» GIVEN EXERCISE: Repeat, exactly and completely, the entries shown underneath.

Point labeling dataset excerpts
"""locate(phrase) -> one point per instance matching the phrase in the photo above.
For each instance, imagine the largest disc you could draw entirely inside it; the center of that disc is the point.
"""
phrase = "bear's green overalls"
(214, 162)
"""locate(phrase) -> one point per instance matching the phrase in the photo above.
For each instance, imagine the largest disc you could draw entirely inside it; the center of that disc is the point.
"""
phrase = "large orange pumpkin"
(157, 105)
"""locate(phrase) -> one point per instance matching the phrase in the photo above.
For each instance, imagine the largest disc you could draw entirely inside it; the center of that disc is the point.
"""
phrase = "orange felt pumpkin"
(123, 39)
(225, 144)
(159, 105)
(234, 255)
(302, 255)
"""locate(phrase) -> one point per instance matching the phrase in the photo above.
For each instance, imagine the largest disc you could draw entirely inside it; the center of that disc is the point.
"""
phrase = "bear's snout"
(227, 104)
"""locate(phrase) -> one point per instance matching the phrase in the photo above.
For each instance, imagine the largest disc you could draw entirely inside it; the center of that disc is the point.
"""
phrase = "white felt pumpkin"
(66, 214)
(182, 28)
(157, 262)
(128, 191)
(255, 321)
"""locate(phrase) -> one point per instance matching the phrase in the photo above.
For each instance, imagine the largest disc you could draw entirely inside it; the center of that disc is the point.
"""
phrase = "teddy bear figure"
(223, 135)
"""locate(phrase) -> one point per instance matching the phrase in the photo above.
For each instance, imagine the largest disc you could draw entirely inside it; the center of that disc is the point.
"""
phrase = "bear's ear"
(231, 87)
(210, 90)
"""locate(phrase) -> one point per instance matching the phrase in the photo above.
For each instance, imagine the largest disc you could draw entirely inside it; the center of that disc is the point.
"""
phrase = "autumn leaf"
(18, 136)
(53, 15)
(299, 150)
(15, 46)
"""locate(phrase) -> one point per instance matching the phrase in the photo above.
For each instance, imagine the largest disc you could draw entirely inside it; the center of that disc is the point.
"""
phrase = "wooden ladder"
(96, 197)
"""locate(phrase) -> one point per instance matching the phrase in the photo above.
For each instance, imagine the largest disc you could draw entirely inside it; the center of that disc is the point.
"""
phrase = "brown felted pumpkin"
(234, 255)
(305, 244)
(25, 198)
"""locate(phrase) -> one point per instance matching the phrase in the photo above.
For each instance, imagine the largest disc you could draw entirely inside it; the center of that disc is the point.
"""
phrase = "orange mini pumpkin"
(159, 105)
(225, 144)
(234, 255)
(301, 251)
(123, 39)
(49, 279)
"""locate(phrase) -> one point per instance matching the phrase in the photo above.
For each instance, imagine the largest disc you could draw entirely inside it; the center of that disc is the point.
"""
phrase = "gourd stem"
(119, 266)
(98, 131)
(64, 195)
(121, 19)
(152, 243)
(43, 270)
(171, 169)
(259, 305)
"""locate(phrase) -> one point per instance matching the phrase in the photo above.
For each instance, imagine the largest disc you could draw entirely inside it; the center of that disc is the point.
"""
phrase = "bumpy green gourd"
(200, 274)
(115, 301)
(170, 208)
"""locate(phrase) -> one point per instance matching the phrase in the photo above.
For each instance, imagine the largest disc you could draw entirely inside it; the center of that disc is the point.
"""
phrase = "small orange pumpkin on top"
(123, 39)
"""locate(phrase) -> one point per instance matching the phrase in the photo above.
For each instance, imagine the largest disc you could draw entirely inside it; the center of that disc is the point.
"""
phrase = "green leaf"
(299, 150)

» FINISHED ANSWER:
"""locate(phrase) -> one point per instance matching the phrase in the photo above.
For each instance, imagine the largest disc you could draw entirely inside it; the center of that disc is the point.
"""
phrase = "bear's green overalls"
(214, 162)
"""locate(phrase) -> one point per instance matching the phrase in the photo above.
For each instance, imagine the largest disc you could draw entirely inside it; the center of that disc is the point.
"""
phrase = "large orange pumpkin"
(157, 105)
"""locate(phrase) -> one point per instance matching the phrase in the photo above.
For each instance, imagine the largest disc you could draw entirely inside it; the center of that disc is the point.
"""
phrase = "orange felt pumpkin"
(123, 39)
(225, 144)
(159, 105)
(234, 255)
(302, 255)
"""locate(phrase) -> one point per instance matching the phrase in the photo above.
For each instance, imagine the largest disc you could draw entirely inside it; the center of that disc is the point.
"""
phrase = "bear's snout"
(227, 104)
"""locate(phrase) -> one point per instance matching the phrase in the photo above.
For each instance, imagine the largest disc you could draw entirely inside it; the center of that disc is the point.
"""
phrase = "white felt pumpkin"
(66, 214)
(182, 28)
(157, 262)
(128, 191)
(255, 321)
"""locate(phrase) -> one point per instance matching the phrase in the photo above.
For each instance, imagine the largest disc you could draw entirely inside it; the center of that disc is the point.
"""
phrase = "teddy bear figure"
(223, 135)
"""locate(phrase) -> one point per instance matching the phrase in the photo above.
For each instance, imagine the largest disc you could draw entirely inside it; the center of that disc is the point.
"""
phrase = "bear's ear"
(231, 87)
(210, 90)
"""locate(phrase) -> one point per instance matching the phrase in the photo above.
For each instance, imagine the largest disc you could draw entirely inside it; the center of that disc is the point.
"""
phrase = "autumn leaf"
(18, 136)
(53, 15)
(299, 150)
(15, 46)
"""locate(phrase) -> one point per instance matching the phrase in the photo above.
For each instance, imagine the largest disc you could draw entirely inside it; the center of that disc is the point.
"""
phrase = "wooden ladder"
(96, 197)
"""locate(phrase) -> one point per instance matching the phrase in the photo above.
For each instance, imagine the largest disc you could draw entirely inside it; the center of that disc is the point.
"""
phrase = "brown felted pumpkin"
(234, 255)
(305, 244)
(25, 198)
"""locate(phrase) -> one point per instance matching the phrase in the photo above.
For each instance, imagine the largest disc you could draw entirely inside it; the center of that disc is the point.
"""
phrase = "orange mini pumpkin"
(159, 105)
(225, 144)
(234, 255)
(301, 251)
(123, 39)
(49, 279)
"""locate(phrase) -> one point per instance matching the phrase in the photo above.
For each instance, imagine the largest disc you could draw entirely inside it; the center of that disc is the point.
"""
phrase = "gourd stem"
(119, 266)
(98, 131)
(64, 195)
(121, 19)
(152, 243)
(43, 270)
(171, 169)
(259, 305)
"""locate(phrase) -> one point per instance matching the phrase in the photo above.
For each instance, imagine the largest disc you could draw entirely inside it; the center of that disc is the point.
"""
phrase = "bumpy green gourd"
(200, 274)
(115, 301)
(170, 208)
"""locate(phrase) -> one point per instance matching the phrase in the photo above.
For each instance, imagine the largest disc you could draw entirely inside it; the center of that disc is the point.
"""
phrase = "small orange pumpkin on top"
(123, 39)
"""locate(phrase) -> one point per instance matching the phrase in the photo above.
For each instance, imagine the largest disc you could draw entirely inside it; the center of that disc is the point.
"""
phrase = "green leaf"
(299, 150)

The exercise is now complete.